■ Exercise data ■
____________

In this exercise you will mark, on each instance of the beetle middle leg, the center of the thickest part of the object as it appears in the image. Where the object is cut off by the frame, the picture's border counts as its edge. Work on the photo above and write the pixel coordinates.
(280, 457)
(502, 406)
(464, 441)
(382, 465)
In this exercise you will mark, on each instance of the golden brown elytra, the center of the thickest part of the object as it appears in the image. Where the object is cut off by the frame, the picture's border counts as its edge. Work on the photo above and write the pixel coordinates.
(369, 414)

____________

■ Task goal ■
Begin with the line that contains "of the golden" and end with the last line of the data. Repeat those two lines and all between them exactly.

■ Your response ■
In this exercise you will mark, on each instance of the golden brown elytra, the center of the thickest part of the object as it appears in the image. Where the object is cut off by the frame, the picture's border counts as its edge. Work on the photo above and write the pixel coordinates.
(369, 414)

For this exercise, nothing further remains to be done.